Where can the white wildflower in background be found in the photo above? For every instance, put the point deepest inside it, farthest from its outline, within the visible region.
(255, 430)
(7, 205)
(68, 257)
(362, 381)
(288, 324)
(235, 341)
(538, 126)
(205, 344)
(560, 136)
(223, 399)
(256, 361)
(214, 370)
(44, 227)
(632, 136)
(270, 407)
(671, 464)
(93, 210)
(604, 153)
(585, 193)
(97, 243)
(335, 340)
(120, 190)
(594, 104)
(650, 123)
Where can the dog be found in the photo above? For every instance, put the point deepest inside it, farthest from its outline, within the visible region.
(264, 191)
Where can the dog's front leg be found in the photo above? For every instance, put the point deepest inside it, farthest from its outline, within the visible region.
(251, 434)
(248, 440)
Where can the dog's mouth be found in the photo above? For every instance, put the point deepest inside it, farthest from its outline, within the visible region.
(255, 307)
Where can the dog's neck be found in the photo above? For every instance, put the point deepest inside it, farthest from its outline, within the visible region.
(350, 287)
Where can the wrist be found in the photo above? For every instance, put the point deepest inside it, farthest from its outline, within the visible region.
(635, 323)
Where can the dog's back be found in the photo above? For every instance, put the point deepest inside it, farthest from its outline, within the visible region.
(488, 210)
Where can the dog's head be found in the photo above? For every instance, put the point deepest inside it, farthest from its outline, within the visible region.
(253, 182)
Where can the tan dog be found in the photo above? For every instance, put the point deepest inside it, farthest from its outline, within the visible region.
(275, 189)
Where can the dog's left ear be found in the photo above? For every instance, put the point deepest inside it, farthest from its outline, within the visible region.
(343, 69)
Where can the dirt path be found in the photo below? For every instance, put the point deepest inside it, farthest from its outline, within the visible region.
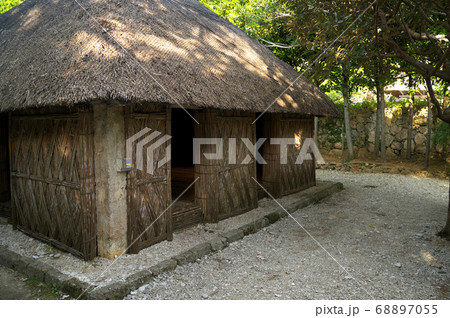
(380, 229)
(15, 286)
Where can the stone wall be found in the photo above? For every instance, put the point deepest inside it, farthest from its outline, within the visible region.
(363, 132)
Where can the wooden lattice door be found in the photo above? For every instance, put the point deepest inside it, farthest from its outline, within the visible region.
(149, 195)
(225, 189)
(53, 186)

EXERCISE DIRECTIONS: Rewrite all the items above as a JSON list of strings, one string per line, with blank lines skipped. Leave the pictures out.

ANSWER BELOW:
[
  "Where can the white wildflower in background be found in the photo above? For every instance, put the point deepest inside it, farthest from its outline, within the visible region.",
  "(255, 430)",
  "(7, 205)",
  "(68, 257)",
  "(362, 381)",
  "(288, 324)",
  "(235, 341)",
  "(538, 126)",
  "(205, 344)",
  "(560, 136)",
  "(223, 399)",
  "(256, 361)",
  "(214, 370)",
  "(44, 227)",
  "(632, 136)",
  "(270, 407)",
  "(671, 464)",
  "(93, 210)",
  "(604, 153)",
  "(585, 193)",
  "(97, 243)",
  "(335, 340)",
  "(120, 190)",
  "(594, 104)",
  "(650, 123)",
  "Where can the dog be found in the photo above? For every instance, put the point deepest inside it, farthest from its outline, within the visible region.",
  "(264, 191)",
  "Where can the dog's front leg be found in the photo above? For every instance, put the point deepest inside it, farthest from its outline, within the visible region.",
  "(251, 434)",
  "(248, 440)",
  "Where can the dog's mouth be found in the photo above? For every instance, put the point deepest inside it, farthest from its outline, within the visible region.",
  "(255, 307)",
  "Where can the dog's neck be found in the photo above? For every instance, put the point deepest inside it, farthest from its outline, within the visible region.",
  "(350, 287)",
  "Where can the wrist be found in the photo above? For every instance, put the point deepest inside it, farthest from its outline, within the visible region.",
  "(635, 323)",
  "Where can the dog's back be found in the photo above? For every instance, put the point deepest inside it, farthest from its outline, within the visible region.",
  "(488, 210)",
  "Where can the dog's head be found in the photo above? For every instance, put the point deepest inside it, farthest from its outline, within the visible region.",
  "(253, 182)",
  "Where can the tan dog be found in the photo above? For every instance, put the point deepest inside it, farthest from its outline, within the visible region.",
  "(275, 189)",
  "Where can the dog's left ear be found in the photo above? For every instance, put the point deepest inside it, farthest from its outline, within the visible region.",
  "(343, 69)",
  "Where can the dirt path be found in the photo below? For every instance, put the point deepest inside it, farthest from its outline, within the visible region.",
  "(380, 229)",
  "(15, 286)",
  "Where can the stone wall be found in the photo above? For every instance, put the point deepest inside it, farthest from its outline, within the visible region.",
  "(363, 132)",
  "Where can the wooden lattice door be found in the photo above? For every instance, put the point deepest inside it, farthest from its outline, within the visible region.",
  "(149, 195)",
  "(225, 189)",
  "(53, 186)"
]